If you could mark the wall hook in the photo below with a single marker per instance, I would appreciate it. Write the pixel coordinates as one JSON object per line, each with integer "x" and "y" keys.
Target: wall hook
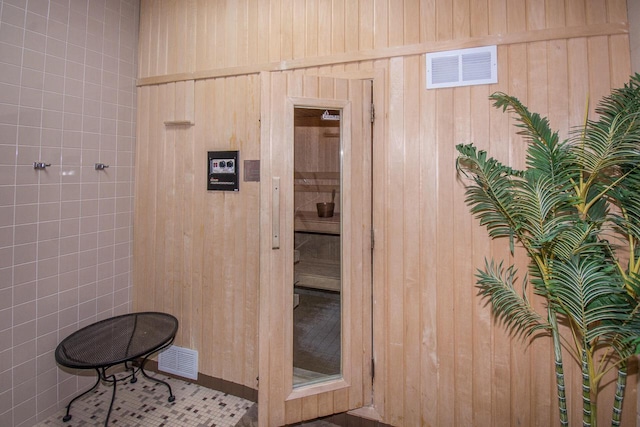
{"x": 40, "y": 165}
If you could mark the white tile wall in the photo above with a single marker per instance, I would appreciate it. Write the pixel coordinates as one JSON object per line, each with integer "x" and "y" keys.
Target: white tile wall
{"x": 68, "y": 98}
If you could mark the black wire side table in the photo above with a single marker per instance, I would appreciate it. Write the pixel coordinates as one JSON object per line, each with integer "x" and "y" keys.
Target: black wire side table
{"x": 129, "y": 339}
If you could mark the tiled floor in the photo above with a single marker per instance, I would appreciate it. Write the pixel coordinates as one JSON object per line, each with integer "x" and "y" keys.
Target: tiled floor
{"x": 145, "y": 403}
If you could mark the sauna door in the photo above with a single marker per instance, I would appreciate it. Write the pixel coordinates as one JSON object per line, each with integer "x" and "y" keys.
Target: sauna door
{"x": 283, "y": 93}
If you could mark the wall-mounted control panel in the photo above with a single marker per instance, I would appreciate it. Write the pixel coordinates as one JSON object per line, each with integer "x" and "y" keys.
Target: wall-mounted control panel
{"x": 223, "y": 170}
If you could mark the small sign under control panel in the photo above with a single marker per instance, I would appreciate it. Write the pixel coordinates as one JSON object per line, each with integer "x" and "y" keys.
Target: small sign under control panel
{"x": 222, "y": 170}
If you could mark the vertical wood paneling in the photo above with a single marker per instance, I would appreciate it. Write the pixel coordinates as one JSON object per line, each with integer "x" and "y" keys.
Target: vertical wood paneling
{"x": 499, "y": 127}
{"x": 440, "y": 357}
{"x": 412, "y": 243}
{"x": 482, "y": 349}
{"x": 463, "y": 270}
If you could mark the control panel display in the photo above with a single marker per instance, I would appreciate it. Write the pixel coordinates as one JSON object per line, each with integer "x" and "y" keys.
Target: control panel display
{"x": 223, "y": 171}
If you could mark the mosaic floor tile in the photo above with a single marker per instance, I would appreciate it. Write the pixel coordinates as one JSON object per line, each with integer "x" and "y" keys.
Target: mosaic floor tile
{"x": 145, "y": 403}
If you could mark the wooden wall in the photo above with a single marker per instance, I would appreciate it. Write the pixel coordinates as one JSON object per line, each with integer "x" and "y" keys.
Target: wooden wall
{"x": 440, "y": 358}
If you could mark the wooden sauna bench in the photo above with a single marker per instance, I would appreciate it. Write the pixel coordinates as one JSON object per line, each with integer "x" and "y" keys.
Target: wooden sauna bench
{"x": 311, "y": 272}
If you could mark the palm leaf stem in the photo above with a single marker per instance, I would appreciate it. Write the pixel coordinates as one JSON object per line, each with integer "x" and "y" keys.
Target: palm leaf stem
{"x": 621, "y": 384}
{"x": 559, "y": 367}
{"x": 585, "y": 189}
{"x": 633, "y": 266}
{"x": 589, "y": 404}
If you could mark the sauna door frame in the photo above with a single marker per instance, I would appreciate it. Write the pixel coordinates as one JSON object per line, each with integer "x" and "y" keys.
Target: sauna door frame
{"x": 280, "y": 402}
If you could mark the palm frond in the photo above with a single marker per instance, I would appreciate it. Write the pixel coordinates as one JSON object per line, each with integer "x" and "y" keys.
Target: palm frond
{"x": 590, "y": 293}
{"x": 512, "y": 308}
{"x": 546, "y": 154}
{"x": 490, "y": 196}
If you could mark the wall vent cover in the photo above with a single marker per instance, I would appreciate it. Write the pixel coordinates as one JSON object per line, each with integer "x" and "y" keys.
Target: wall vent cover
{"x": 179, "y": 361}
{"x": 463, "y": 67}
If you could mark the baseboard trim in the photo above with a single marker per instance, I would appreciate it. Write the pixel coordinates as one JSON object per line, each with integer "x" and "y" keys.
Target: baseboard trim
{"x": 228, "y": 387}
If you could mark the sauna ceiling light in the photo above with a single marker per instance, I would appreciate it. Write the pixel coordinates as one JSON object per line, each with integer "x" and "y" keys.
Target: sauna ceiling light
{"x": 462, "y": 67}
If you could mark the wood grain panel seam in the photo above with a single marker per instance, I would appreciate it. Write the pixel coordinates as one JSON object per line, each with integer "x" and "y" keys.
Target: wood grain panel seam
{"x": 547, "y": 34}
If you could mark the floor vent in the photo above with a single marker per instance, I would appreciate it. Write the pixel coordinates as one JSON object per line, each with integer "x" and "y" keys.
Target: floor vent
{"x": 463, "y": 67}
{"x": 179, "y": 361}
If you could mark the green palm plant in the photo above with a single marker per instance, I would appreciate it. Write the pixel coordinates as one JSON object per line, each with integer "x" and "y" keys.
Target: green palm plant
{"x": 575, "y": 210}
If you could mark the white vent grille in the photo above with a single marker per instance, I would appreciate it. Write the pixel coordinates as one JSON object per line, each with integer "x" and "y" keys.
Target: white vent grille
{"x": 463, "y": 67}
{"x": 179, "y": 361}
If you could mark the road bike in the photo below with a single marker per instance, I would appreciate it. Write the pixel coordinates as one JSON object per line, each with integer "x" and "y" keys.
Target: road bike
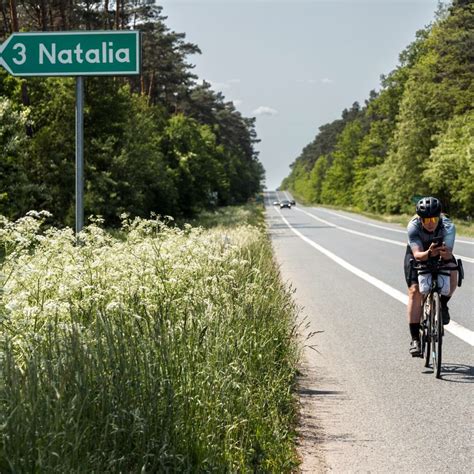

────────────────────

EXERCISE BRIEF:
Please print the material exactly as given above, omitting the pictures.

THE ANSWER:
If you could mark the wall hook in the photo below with a single marker per instance, I would appreciate it. Write the pixel coordinates as one JSON object per line, each with integer "x" and "y" keys.
Target: wall hook
{"x": 40, "y": 165}
If you could mark the white tile wall in the photo above with a single marker per instance, I would appreciate it. Write the pixel coordinates as one JSON object per line, each with integer "x" and "y" keys.
Target: white tile wall
{"x": 68, "y": 98}
If you could mark the black wire side table in the photo above with a single marker per instance, I would appreciate it. Write the pixel coordinates as one JSON object per line, each with integer "x" and "y" keys.
Target: black wire side table
{"x": 129, "y": 339}
If you could mark the tiled floor in the photo above with a single marker per instance, I would appreciate it. Write the pixel coordinates as one JSON object per line, each with integer "x" and "y" keys.
Target: tiled floor
{"x": 145, "y": 403}
If you could mark the sauna door in the photo above with a single marker per instance, I would appreciate it. Write the pixel coordinates as one JSON object per line, each with integer "x" and "y" keys.
Target: sauna door
{"x": 283, "y": 93}
If you could mark the wall-mounted control panel in the photo above with a single marker per instance, I would appreciate it. Write the pixel coordinates as one JSON object per line, each with integer "x" and "y" keys.
Target: wall-mounted control panel
{"x": 223, "y": 170}
If you could mark the small sign under control panel in the photo above with a single marker per instance, I would appreciate it. Write the pixel coordinates as one JSON object per line, each with integer "x" and "y" keys.
Target: small sign under control panel
{"x": 222, "y": 170}
If you could mark the vertical wood paneling in the photo above with a single marker per instance, I would appreciate it. Write the pixel coordinates as one JSON object per line, each with integer "x" and "y" keys.
Target: vertical wood paneling
{"x": 499, "y": 127}
{"x": 440, "y": 357}
{"x": 412, "y": 243}
{"x": 482, "y": 349}
{"x": 463, "y": 270}
If you could mark the control panel display in the photo above with a single marker per instance, I would appreciate it. Write the pixel coordinates as one JSON object per line, each with integer "x" and "y" keys.
Target: control panel display
{"x": 223, "y": 171}
If you could mark the mosaic floor tile in the photo above with a single marker per instance, I would appreciate it. Write the pixel coordinates as one JSON object per line, each with integer "x" and "y" keys.
Target: mosaic floor tile
{"x": 145, "y": 403}
If you could mark the wooden wall in the photo above with a single marker per instance, I would appreciate it. Write the pixel coordinates as one JSON object per line, each with integer "x" and "y" keys.
Target: wooden wall
{"x": 440, "y": 358}
If you could mark the wooden sauna bench in the photo above with a single marker per instance, I would appreciate it. Write the pixel coordinates as one JSON object per line, each with integer "x" and "y" keys.
Target: wooden sauna bench
{"x": 311, "y": 272}
If you could mark the palm leaf stem in the photo above with a single marker per instance, I would appreciate it. Write the pixel coordinates as one JSON object per line, each with integer "x" and "y" keys.
Target: palm leaf stem
{"x": 621, "y": 384}
{"x": 559, "y": 367}
{"x": 585, "y": 189}
{"x": 633, "y": 266}
{"x": 589, "y": 404}
If you could mark the sauna door frame in the photo above with a single marker per instance, I would appreciate it. Write the pixel coordinates as one JSON object per line, each with integer "x" and "y" keys.
Target: sauna door frame
{"x": 280, "y": 402}
If you could mark the palm frond in the photo above with a single marker per instance, I would appreciate it. Write the pixel coordinates as one JSON object per line, each with integer "x" and "y" keys.
Target: palm frond
{"x": 590, "y": 293}
{"x": 512, "y": 308}
{"x": 546, "y": 154}
{"x": 490, "y": 196}
If you could mark the wall vent cover in the photo above with a single marker per instance, I would appreciate it. Write the pixel coordinates as one JSON object per line, each with integer "x" and "y" keys.
Target: wall vent cover
{"x": 179, "y": 361}
{"x": 463, "y": 67}
If you could mark the baseboard trim in the photo above with a single marker per instance, I would appreciate it. Write the pixel coordinates as one JSON object per line, each with integer "x" and "y" keys.
Target: baseboard trim
{"x": 228, "y": 387}
If you could mark the sauna ceiling light in the photo above with a single marker per instance, I would appreciate it. Write the pixel coordinates as one JSON object per line, each with integer "x" and "y" keys.
Target: sauna ceiling light
{"x": 462, "y": 67}
If you could mark the wood grain panel seam in the photo above with a single marker per instance, I would appreciate it. Write the pixel coordinates as one JSON object per line, each with integer "x" and "y" keys.
Target: wood grain panel seam
{"x": 547, "y": 34}
If you could mark the floor vent in the photo above with a single marker per instance, I would appreciate it. Write the pixel coordinates as one JSON object per line, each with integer "x" and "y" keys.
Target: floor vent
{"x": 463, "y": 67}
{"x": 179, "y": 361}
If you could mark the green palm plant in the photo above with a single marker per instance, I would appreciate it. Write the pixel coordinates as one JSON object per line, each with integer "x" and "y" keys.
Target: green palm plant
{"x": 575, "y": 210}
If you could mark the white vent grille in the photo above with a single marker per instance, I would appreciate it. Write the pixel coordinates as one JSON object per line, each with integer "x" and "y" keys.
Target: white vent grille
{"x": 463, "y": 67}
{"x": 179, "y": 361}
If you could mark the road bike in the photo below with a single marker per instance, I would appreciate it. Write the pixel coordinates as one JSON object per line, each with integer "x" and "y" keys.
Target: road bike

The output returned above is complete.